(Dataset entries)
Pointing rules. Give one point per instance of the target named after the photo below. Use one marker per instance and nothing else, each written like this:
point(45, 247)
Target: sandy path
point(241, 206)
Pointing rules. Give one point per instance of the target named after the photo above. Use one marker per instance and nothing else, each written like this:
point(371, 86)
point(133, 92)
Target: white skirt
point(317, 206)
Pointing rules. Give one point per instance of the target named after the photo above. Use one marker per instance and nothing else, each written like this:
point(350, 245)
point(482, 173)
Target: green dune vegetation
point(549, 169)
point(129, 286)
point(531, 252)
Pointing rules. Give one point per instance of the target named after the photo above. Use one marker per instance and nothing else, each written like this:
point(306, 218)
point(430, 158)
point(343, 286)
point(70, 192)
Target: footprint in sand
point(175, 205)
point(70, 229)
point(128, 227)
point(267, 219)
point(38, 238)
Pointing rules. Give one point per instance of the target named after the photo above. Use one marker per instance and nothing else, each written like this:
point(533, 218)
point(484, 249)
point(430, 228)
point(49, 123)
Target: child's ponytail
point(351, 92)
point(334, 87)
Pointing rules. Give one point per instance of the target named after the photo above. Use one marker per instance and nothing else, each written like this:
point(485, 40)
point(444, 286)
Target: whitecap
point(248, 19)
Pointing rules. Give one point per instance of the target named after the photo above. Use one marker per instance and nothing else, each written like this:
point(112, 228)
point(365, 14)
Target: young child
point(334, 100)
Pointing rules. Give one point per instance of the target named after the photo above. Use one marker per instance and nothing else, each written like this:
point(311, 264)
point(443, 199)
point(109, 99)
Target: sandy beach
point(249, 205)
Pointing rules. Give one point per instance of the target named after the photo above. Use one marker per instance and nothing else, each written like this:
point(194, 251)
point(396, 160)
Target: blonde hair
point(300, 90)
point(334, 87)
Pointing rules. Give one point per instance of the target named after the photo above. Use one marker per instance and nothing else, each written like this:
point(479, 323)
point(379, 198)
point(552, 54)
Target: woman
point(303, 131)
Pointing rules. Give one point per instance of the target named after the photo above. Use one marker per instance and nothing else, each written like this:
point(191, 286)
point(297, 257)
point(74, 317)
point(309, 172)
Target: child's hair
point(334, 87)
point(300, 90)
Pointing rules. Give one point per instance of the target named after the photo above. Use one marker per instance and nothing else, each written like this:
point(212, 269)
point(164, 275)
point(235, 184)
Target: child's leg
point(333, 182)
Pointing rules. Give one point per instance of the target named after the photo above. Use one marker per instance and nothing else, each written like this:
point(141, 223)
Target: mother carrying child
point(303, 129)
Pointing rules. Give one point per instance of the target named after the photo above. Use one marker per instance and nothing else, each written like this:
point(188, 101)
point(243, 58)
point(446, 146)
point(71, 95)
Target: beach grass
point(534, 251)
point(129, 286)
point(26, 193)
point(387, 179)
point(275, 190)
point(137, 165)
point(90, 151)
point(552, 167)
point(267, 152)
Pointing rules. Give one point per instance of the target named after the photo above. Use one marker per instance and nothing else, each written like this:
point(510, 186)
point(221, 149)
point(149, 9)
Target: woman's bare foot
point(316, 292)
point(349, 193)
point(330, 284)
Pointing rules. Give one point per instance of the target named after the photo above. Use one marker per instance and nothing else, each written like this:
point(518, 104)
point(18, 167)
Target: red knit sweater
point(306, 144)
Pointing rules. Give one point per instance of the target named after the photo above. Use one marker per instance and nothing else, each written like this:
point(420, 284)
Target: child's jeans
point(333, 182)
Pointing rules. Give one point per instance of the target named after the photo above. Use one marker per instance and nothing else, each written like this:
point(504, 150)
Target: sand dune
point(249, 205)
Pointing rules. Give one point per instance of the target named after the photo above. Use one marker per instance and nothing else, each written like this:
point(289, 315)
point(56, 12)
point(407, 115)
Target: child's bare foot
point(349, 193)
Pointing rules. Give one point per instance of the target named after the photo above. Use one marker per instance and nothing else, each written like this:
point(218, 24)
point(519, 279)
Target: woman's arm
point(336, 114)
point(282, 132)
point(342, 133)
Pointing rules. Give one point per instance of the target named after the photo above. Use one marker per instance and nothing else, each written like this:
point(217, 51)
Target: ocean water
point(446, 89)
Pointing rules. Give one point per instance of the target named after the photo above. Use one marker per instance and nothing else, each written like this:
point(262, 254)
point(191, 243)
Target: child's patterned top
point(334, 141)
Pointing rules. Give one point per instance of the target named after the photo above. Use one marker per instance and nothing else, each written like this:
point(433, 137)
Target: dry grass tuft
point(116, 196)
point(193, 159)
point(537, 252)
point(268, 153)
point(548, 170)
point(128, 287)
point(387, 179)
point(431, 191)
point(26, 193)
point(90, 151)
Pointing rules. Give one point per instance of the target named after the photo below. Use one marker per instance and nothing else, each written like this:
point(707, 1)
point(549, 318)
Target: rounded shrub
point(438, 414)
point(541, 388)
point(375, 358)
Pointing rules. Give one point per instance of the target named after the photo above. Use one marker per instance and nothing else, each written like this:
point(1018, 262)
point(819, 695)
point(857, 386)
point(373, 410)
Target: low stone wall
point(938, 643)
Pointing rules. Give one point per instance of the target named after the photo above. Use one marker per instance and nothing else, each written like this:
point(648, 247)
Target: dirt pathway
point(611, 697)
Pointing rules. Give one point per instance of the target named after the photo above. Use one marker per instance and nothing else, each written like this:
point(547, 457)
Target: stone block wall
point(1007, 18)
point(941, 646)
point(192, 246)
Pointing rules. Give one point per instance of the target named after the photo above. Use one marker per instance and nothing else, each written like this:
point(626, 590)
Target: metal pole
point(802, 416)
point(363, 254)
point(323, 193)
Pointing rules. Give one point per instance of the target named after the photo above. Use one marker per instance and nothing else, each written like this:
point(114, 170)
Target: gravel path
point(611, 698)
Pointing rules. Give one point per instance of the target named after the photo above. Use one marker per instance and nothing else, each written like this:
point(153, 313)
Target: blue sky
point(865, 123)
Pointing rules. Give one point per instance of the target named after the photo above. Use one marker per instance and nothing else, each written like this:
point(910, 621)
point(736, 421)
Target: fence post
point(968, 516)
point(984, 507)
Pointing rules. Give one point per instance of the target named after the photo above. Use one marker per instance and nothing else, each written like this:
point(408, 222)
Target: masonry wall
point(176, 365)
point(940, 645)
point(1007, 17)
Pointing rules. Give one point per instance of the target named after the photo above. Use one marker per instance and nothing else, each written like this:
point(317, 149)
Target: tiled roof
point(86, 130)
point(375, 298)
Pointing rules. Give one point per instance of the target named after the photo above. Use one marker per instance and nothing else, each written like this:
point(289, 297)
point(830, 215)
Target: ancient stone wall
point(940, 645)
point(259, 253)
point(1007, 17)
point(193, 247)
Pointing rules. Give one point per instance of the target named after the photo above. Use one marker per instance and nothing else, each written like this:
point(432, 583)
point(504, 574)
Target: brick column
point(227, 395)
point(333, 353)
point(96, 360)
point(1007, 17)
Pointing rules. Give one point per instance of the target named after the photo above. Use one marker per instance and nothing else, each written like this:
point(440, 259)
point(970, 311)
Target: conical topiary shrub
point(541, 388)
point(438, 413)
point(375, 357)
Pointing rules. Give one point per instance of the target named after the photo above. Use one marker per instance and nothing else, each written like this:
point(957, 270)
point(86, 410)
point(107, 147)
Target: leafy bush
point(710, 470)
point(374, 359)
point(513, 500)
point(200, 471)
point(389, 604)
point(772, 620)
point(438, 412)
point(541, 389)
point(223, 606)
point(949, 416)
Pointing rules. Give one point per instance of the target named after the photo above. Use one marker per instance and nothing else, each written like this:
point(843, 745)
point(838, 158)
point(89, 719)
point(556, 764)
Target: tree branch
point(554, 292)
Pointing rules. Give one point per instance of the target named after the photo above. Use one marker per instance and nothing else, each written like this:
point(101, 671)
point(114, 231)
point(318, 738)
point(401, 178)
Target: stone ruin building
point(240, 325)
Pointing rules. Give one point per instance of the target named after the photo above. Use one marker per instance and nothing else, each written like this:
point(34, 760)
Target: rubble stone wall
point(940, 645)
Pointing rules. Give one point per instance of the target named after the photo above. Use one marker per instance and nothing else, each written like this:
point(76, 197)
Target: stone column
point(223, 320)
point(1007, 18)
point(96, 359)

* **What you should do**: Which lines in the entries above contain the word "wall"? Copy out each of those lines in full.

* **Answer to the problem**:
Target: low stone wall
Target: stone block wall
Target: masonry wall
Target: ancient stone wall
Target: rubble stone wall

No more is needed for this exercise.